▸ **WHAT THE TASK ASKS**
Rewrite everything from the line containing "task | locate a point on every instance of the advertising" down to the line containing "x=215 y=206" below, substituting "sign" for "banner" and leaving all else unchanged.

>> Begin RECORDS

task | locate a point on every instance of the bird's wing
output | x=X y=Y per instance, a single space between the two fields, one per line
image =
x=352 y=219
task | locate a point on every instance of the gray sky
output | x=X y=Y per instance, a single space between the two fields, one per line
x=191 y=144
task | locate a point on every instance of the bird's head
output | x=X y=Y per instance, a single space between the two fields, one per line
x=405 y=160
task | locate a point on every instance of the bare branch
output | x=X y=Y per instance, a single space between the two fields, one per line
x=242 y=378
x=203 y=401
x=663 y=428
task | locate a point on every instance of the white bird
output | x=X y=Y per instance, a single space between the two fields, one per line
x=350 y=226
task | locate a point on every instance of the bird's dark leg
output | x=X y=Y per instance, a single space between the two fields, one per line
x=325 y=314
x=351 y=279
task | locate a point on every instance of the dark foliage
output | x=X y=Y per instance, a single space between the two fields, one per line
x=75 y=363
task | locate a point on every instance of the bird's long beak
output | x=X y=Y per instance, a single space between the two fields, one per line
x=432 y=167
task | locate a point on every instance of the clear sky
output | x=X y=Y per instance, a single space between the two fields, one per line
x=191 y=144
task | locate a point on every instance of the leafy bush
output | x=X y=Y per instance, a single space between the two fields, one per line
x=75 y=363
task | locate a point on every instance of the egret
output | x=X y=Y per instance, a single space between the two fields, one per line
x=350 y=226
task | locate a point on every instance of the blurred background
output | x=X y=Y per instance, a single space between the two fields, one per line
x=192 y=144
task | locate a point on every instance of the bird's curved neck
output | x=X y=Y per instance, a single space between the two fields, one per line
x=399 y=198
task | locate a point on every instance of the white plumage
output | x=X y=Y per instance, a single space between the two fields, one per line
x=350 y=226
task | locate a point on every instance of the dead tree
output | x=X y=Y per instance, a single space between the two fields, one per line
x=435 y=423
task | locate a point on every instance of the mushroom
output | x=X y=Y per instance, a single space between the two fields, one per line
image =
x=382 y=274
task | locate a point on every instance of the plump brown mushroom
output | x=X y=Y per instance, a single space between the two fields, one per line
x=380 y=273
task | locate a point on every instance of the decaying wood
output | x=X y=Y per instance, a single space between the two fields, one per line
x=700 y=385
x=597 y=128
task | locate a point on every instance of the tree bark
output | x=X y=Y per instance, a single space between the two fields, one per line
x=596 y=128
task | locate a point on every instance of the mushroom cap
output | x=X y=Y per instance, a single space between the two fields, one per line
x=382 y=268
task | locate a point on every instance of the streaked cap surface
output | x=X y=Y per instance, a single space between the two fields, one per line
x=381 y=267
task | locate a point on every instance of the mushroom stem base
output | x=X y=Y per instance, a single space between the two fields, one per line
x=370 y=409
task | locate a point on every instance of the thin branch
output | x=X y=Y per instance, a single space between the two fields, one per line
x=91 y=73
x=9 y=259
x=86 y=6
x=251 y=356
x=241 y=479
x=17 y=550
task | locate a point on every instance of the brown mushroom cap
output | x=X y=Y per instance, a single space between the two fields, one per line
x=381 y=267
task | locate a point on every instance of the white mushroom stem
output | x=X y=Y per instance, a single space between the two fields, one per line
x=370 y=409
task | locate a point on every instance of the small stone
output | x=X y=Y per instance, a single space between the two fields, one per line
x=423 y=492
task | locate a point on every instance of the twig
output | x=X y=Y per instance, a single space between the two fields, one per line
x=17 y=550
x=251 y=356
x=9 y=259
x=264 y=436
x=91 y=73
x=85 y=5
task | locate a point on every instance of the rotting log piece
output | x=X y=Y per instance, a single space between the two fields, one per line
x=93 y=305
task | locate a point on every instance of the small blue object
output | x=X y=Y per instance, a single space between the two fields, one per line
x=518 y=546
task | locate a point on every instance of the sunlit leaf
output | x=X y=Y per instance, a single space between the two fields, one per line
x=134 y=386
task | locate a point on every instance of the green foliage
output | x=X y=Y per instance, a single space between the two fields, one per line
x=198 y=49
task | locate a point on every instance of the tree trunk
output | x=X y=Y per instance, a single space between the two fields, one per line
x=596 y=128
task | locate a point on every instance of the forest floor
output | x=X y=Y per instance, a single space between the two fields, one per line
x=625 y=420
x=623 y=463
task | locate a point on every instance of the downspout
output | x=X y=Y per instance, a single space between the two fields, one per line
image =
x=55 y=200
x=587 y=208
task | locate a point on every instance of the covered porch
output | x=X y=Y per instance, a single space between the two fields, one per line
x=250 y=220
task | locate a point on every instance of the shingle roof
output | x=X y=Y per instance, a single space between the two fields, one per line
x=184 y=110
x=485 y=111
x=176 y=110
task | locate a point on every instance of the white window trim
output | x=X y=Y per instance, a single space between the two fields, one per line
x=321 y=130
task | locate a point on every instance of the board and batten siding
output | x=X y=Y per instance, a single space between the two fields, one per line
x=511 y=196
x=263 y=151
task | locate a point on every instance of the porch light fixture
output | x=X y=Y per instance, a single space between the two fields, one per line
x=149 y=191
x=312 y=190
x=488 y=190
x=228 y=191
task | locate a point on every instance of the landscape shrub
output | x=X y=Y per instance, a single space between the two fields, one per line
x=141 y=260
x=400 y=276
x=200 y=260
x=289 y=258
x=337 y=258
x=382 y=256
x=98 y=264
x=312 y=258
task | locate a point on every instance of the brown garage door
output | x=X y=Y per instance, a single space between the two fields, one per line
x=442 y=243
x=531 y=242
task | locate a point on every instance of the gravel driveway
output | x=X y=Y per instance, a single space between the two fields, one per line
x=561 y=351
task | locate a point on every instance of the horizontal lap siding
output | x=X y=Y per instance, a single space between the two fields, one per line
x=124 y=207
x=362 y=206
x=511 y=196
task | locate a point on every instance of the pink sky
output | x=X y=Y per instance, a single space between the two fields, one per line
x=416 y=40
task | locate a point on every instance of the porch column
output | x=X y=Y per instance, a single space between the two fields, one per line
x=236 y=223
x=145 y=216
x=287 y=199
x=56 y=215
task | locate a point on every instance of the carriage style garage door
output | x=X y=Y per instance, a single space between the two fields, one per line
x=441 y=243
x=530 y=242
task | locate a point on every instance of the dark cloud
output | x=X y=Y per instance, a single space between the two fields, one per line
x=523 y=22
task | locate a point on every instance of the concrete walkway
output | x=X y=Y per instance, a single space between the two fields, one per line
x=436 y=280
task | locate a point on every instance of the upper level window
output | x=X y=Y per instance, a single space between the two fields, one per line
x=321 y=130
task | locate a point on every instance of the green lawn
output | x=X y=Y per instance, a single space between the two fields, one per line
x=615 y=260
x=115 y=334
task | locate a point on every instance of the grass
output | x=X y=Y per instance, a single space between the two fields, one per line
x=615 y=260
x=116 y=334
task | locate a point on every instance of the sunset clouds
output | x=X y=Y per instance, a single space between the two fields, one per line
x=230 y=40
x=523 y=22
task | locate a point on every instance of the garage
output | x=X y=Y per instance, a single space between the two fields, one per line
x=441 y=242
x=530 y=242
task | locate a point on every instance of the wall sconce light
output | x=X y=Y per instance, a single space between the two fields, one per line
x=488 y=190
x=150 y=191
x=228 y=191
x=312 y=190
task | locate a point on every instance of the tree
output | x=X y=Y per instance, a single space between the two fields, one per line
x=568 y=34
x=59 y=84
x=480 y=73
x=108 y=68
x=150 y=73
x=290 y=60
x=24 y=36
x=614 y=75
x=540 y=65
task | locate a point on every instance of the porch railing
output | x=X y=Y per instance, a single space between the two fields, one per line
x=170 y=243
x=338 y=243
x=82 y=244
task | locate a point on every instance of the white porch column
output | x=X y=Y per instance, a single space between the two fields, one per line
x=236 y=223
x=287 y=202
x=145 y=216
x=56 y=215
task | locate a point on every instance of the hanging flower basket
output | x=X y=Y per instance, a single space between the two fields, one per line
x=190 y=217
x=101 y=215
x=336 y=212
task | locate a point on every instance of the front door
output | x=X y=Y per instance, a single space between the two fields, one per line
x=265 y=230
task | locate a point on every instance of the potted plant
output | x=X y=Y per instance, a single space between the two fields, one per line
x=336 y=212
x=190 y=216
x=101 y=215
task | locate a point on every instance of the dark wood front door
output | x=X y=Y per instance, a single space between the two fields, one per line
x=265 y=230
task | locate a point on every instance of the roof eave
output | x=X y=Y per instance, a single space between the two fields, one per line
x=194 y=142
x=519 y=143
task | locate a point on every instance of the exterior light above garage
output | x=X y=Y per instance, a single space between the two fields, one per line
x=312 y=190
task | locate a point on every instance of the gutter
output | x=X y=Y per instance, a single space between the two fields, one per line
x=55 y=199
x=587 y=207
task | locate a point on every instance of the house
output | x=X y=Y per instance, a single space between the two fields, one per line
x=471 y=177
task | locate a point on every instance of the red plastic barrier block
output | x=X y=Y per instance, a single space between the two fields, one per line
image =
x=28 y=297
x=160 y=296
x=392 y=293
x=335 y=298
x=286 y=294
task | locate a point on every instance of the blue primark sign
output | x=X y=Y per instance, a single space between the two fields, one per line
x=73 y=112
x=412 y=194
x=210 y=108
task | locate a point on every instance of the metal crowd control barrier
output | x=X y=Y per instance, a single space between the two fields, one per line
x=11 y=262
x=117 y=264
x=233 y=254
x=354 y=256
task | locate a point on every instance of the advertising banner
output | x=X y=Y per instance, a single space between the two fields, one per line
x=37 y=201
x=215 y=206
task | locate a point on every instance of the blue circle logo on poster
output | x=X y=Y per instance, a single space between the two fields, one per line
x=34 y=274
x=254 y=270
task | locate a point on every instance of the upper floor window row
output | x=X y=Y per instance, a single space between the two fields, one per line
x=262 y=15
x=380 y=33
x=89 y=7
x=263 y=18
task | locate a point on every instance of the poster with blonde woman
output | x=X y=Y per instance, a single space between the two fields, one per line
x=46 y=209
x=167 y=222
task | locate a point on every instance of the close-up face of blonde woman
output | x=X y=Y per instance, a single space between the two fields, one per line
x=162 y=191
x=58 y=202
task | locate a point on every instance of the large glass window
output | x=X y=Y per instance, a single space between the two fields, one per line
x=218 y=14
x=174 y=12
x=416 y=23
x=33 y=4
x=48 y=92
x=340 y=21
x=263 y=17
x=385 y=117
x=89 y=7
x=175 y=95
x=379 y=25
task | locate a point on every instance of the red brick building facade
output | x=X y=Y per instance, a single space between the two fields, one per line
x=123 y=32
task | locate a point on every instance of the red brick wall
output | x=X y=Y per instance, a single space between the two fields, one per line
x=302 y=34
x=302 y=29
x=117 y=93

>> End RECORDS

▸ **REPLY TO THE TASK**
task | locate a point on every instance of the advertising sign
output | x=X y=Y per instance, a single space between the two fields, one per line
x=37 y=201
x=215 y=206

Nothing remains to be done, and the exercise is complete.